Collected data
□ □ □
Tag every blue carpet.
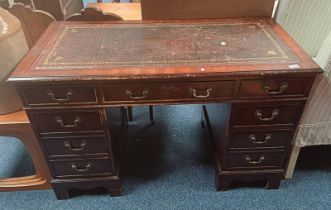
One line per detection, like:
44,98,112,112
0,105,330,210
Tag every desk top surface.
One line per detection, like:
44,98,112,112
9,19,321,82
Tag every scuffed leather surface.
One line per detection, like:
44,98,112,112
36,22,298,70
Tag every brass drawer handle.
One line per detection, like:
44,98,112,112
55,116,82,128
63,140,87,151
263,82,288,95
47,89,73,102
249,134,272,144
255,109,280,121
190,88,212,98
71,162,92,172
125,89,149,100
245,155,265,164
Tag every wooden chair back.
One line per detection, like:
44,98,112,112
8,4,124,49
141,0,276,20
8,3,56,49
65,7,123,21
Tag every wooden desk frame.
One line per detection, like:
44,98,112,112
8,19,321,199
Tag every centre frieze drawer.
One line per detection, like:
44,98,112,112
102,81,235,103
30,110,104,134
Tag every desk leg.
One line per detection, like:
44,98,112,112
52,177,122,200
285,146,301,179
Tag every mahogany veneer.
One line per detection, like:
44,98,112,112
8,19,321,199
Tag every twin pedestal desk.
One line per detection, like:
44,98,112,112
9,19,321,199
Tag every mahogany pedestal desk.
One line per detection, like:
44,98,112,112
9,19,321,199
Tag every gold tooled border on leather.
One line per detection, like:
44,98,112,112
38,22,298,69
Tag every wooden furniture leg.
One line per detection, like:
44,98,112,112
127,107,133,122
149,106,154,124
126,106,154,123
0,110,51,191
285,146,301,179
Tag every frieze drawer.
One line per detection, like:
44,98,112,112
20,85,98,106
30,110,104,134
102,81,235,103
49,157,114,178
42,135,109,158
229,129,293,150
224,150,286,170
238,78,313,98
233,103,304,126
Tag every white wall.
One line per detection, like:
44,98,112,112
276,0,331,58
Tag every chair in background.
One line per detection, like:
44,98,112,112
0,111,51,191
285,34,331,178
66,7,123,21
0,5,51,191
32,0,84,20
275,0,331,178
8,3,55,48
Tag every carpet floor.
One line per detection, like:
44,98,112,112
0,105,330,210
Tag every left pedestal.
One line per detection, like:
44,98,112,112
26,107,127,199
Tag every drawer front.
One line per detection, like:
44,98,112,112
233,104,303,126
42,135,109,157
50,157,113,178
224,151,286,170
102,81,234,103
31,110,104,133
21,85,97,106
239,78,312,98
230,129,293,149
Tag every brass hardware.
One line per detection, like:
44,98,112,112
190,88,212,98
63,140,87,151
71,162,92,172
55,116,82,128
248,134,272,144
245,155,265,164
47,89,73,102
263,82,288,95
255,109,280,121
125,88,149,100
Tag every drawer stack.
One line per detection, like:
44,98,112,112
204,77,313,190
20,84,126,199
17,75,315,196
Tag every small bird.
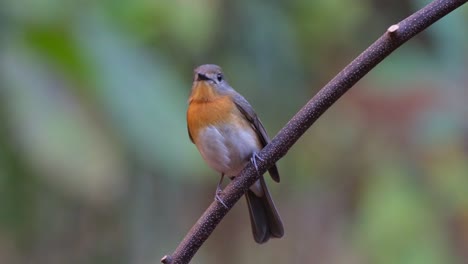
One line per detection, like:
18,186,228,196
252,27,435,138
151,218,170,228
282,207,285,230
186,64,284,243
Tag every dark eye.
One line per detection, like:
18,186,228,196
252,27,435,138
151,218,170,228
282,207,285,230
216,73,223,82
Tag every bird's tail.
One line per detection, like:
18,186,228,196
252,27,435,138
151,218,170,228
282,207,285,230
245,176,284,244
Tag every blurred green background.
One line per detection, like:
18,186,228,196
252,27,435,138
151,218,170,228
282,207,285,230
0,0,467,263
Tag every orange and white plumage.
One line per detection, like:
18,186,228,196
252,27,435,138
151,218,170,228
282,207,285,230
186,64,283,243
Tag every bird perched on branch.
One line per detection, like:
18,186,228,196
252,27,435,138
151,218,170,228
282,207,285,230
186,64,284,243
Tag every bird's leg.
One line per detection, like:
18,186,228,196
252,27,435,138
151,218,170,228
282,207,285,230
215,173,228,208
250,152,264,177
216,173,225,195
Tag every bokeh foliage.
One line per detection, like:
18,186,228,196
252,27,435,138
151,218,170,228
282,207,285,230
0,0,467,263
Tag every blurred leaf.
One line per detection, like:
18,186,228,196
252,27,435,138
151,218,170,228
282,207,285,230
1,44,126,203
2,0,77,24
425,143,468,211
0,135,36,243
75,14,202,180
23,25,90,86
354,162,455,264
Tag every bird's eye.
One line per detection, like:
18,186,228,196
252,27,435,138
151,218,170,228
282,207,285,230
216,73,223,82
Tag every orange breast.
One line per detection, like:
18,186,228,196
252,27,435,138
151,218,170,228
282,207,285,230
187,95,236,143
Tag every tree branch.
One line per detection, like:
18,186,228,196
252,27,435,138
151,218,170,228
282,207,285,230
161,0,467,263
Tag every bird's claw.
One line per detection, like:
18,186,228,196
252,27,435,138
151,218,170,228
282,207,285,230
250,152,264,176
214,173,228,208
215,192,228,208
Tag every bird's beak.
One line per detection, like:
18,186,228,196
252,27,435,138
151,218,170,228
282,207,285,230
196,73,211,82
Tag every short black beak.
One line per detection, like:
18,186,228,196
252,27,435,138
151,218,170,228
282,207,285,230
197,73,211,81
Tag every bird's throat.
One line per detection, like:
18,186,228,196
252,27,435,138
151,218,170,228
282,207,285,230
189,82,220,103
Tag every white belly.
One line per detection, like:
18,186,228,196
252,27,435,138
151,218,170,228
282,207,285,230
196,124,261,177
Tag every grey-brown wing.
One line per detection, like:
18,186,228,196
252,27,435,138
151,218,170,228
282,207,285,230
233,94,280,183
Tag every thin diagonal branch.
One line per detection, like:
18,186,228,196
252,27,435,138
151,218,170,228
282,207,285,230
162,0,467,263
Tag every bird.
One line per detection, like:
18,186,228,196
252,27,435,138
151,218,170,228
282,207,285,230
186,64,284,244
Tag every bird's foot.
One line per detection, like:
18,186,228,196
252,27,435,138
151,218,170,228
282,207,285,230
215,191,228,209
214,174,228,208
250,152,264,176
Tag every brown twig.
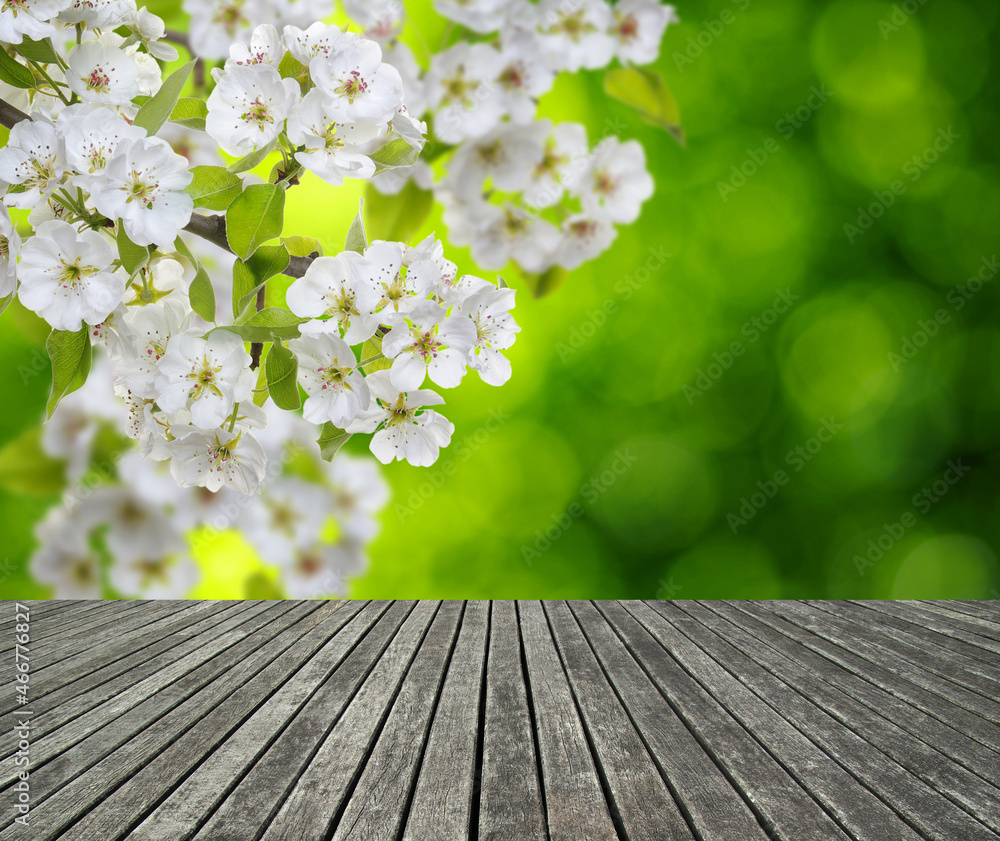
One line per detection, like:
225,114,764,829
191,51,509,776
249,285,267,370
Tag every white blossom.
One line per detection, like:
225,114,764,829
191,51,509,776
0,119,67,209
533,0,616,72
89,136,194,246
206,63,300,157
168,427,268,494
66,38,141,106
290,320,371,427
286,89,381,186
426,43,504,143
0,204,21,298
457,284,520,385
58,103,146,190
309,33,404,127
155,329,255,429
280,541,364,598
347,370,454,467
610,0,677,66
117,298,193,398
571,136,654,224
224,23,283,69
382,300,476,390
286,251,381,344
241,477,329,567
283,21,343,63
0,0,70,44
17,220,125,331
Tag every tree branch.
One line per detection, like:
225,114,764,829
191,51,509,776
□ □ □
Task statement
Restate the data above verbatim, skipping every image.

Problem solution
Tag every blue carpet.
One line per detection, like:
44,98,112,112
0,105,330,210
Tag every desk top surface.
One line per detection, like:
44,98,112,112
9,19,321,82
Tag every scuffed leather surface.
One line per detection, like:
44,98,112,112
36,22,298,70
Tag every brass drawer handle.
One line per detection, like:
44,98,112,112
55,116,82,128
63,140,87,151
263,82,288,95
47,89,73,102
249,134,272,144
255,109,280,121
190,88,212,98
71,162,92,172
125,89,149,100
245,155,265,164
Tag every wooden chair back.
One line per detection, like:
44,98,112,112
8,4,124,49
141,0,276,20
8,3,56,49
65,7,123,21
Tag every wooden desk frame.
One line per detection, like:
44,98,112,112
8,19,321,199
Tag every centre frieze drawer.
One line per detection, like:
44,98,112,112
102,81,235,103
30,110,104,134
Tag every desk leg.
One line per detection, like:
44,98,112,112
52,177,122,200
285,146,301,179
Tag every mahogany veneer.
One line per detection, like:
44,98,112,112
8,19,321,199
Tag every twin pedestal desk.
One line per detection, like:
44,98,112,112
9,19,321,199
Tag every mahogany pedestal desk.
One line per detection, like:
44,98,112,112
9,19,321,199
Tag every gold tooled border on leather.
One line per detection, like:
44,98,112,112
38,22,298,69
Tag every wooden furniture leg.
One line per detection, like:
44,98,112,112
127,107,133,122
149,106,154,124
126,106,154,123
0,110,51,191
285,146,301,179
Tag every frieze drawer.
One line per detection, like:
44,98,112,112
20,85,98,106
30,110,104,134
102,81,235,103
49,157,114,178
42,135,109,158
229,129,293,150
224,150,286,170
238,78,313,98
233,103,304,126
Tag every white wall.
One line per detection, like:
44,98,112,112
276,0,331,58
Tag every chair in background.
One line per detection, like:
44,98,112,112
0,111,51,191
285,34,331,178
66,7,123,21
0,5,51,191
32,0,84,20
275,0,331,178
8,3,55,48
Tag every carpet floor.
One line per detection, like:
44,98,112,112
0,105,330,210
Tag every left pedestal.
One line per detection, like:
44,98,112,112
26,107,127,199
Tag every drawer front.
One line per detection, like:
44,98,112,112
233,104,303,126
42,135,109,157
50,157,113,178
224,151,286,170
102,81,234,103
31,110,104,133
21,85,97,106
239,78,312,98
230,129,293,149
Tag every brass hardware.
One line per detection, like:
44,98,112,112
190,88,212,98
63,140,87,151
71,162,92,172
55,116,82,128
248,134,272,144
245,155,265,164
47,89,73,102
263,82,288,95
255,109,280,121
125,88,149,100
Tag every drawer stack.
One line per detection, like:
44,98,112,112
204,77,313,190
20,84,126,199
17,75,315,196
Tag every small bird.
One line per detection, like:
18,186,228,196
252,27,435,138
151,218,170,228
282,207,285,230
186,64,284,243
Tag every dark eye.
One line per detection, like:
18,186,228,196
252,27,435,138
151,218,170,228
282,207,285,230
216,73,223,82
Tag every bird's tail.
One line per detection, like:
18,186,228,196
252,27,435,138
151,218,170,228
282,207,285,230
245,176,284,244
Tag every blurred green background.
One line per detection, like:
18,186,228,196
252,27,435,138
151,218,170,228
282,207,285,230
0,0,467,263
Tag every orange and white plumage.
One line per detection, like:
18,186,228,196
252,27,435,138
151,218,170,228
282,207,285,230
186,64,283,243
Tag every bird perched on branch.
One line per detection, like:
18,186,228,196
252,27,435,138
151,218,170,228
282,207,285,230
186,64,284,243
Tag every bird's leg.
One line per detection, like:
18,186,228,196
252,27,435,138
151,218,170,228
282,207,285,230
215,173,228,208
250,152,264,177
216,173,225,195
Tag every bokeh foliage.
One line per detection, like:
18,186,228,196
252,27,435,138
151,218,170,228
282,207,285,230
0,0,467,263
Tag every blurred leaf.
One line per detection, like:
18,186,228,196
252,27,435,138
151,218,170,228
282,207,285,230
1,44,126,203
2,0,77,24
425,143,468,211
0,135,36,243
75,14,202,180
23,25,90,86
354,162,455,264
Tag every bird's eye.
One line per detection, like:
18,186,228,196
252,27,435,138
151,218,170,228
282,207,285,230
216,73,223,82
Tag every orange breast.
One line per detection, like:
18,186,228,196
252,27,435,138
151,218,170,228
282,207,285,230
187,95,236,143
Tag every tree branch.
One line per detection, like:
18,186,228,196
252,27,435,138
151,218,170,228
282,207,285,230
161,0,467,263
Tag every bird's claw.
One line per detection, like:
18,186,228,196
252,27,435,138
151,218,170,228
282,207,285,230
250,152,264,176
214,173,228,208
215,192,228,208
Tag every bird's beak.
One line per detection, like:
18,186,228,196
252,27,435,138
151,218,170,228
282,207,285,230
196,73,211,82
Tag every short black beak.
One line per detection, like:
18,186,228,196
252,27,435,138
151,218,170,228
282,207,285,230
197,73,211,81
Tag every bird's throat.
One line per detection, like:
18,186,228,196
252,27,435,138
151,218,170,228
282,207,285,230
189,82,220,103
Tag every white belly.
One line per detection, like:
18,186,228,196
252,27,435,138
151,218,170,228
282,207,285,230
196,124,261,177
Tag every grey-brown wing.
One line per detection, like:
18,186,228,196
252,27,435,138
151,218,170,228
282,207,285,230
233,94,280,183
Tag every thin diagonal branch.
One line per detection, like:
18,186,228,196
252,27,435,138
151,218,170,228
282,207,285,230
162,0,467,263
Tag every bird.
One line per detection, like:
18,186,228,196
252,27,435,138
151,218,170,228
282,207,285,230
186,64,284,244
Tag every bird's foot.
One line per detection, like:
18,186,228,196
252,27,435,138
151,218,170,228
282,207,285,230
215,191,228,209
214,174,228,208
250,152,264,176
Tag every brown twig.
One line per detection, like:
225,114,764,829
191,51,509,776
249,285,267,370
Tag every white blossom.
One line per detection, like:
225,114,764,829
191,51,509,776
0,119,67,209
533,0,616,72
89,136,194,246
206,63,300,157
168,427,268,494
66,38,141,106
290,320,371,427
286,89,381,186
426,43,504,143
0,204,21,298
457,284,520,385
58,103,146,190
309,33,404,127
155,329,255,429
280,541,364,598
347,370,454,467
610,0,677,66
117,298,193,398
571,136,654,224
224,23,283,69
382,300,476,390
286,251,381,344
241,477,329,567
283,21,343,63
0,0,70,44
17,220,125,331
Tag every tree branch.
One line per detection, like:
225,114,764,829
191,51,509,776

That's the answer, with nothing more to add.